=== SET TASK 1 ===
From the mailing list message about pam_systemd, copy the passage that begins with the words containing "On Sat, May" and ends with "with 'auth required pam_nologin.so'.", without changing anything.

[systemd-devel] Help with pam_systemd..

Kok, Auke-jan H auke-jan.h.kok at intel.com
Sat May 26 10:12:38 PDT 2012


On Sat, May 26, 2012 at 3:31 PM, Shawn Ferris <shawn.ferris at gmail.com> wrote:
> Hey everyone,
>
> I've got a Buildroot FS and was trying to get 'system --user'
> functionality working. I didn't have PAM installed (it wasn't
> available in buildroot), but was informed that it was a must, so I
> have added it to my system now. Pam seems to be working perfectly as
> in I can log into the system with 'auth required pam_unix.so' but it
> wont even prompt for a password with 'auth required pam_nologin.so'.
>
> When I added pam_systemd.so, I get locked out of my system. He's my pam entry:

which pam entry is this? /etc/pam.d/??

> #PAM-1.0
> auth       required     pam_unix.so
> auth       required     pam_nologin.so
> account    required     pam_unix.so
> password   required     pam_unix.so
> session    required     pam_unix.so
> session    required     pam_loginuid.so
> -session    required     pam_systemd.so kill-session-processes=1 debug=1

this needs to be

session   optional   pam_systemd.so ...

>
> (Per pam_systemd man page with the addition of debug)
>
> When I attempt to log in, I succeed auth and systemd-logind creates a
> new session, but immediately removes it and I'm returned to the login
> prompt. EG:
>
> /var/log/secure:
>
> 2000-01-01T00:16:55+00:00 buildroot login[1678]:
> pam_unix(login:session): session opened for user root by LOGIN(uid=0)

=== SET TASK 2 ===
Pull out every line of the rows that contains the string "shirt".

=== MATERIAL FOR THIS EXERCISE ===
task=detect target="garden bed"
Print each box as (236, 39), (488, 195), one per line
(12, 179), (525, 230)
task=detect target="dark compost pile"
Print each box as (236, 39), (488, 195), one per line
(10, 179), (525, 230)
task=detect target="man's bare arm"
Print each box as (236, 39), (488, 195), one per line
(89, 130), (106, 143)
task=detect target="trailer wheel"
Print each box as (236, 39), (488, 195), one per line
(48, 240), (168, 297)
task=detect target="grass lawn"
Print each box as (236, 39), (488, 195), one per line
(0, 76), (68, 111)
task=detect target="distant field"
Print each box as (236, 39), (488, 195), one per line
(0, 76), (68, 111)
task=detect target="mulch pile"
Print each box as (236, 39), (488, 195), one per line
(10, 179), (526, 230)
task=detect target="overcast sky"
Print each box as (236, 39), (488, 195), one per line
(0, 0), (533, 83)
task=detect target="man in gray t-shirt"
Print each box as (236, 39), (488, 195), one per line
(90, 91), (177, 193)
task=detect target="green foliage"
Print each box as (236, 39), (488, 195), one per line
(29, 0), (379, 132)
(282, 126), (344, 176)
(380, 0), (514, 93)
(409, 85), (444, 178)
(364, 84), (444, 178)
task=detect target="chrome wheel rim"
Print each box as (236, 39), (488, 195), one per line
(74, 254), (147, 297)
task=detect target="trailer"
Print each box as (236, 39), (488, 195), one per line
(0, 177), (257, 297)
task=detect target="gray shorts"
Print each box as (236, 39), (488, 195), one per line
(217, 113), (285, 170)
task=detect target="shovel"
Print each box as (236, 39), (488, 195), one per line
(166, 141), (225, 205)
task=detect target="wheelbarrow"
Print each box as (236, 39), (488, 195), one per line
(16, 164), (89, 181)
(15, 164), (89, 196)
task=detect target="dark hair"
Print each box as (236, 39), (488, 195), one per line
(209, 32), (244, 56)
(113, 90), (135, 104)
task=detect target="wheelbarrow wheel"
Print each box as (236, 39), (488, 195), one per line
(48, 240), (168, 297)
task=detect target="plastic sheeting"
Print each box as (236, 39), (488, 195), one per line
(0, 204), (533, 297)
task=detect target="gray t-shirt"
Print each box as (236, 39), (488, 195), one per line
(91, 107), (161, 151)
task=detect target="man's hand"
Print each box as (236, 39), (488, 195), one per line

=== FINAL RESULT 1 ===
On Sat, May 26, 2012 at 3:31 PM, Shawn Ferris <shawn.ferris at gmail.com> wrote:
> Hey everyone,
>
> I've got a Buildroot FS and was trying to get 'system --user'
> functionality working. I didn't have PAM installed (it wasn't
> available in buildroot), but was informed that it was a must, so I
> have added it to my system now. Pam seems to be working perfectly as
> in I can log into the system with 'auth required pam_unix.so' but it
> wont even prompt for a password with 'auth required pam_nologin.so'.

=== FINAL RESULT 2 ===
task=detect target="man in gray t-shirt"
task=detect target="gray t-shirt"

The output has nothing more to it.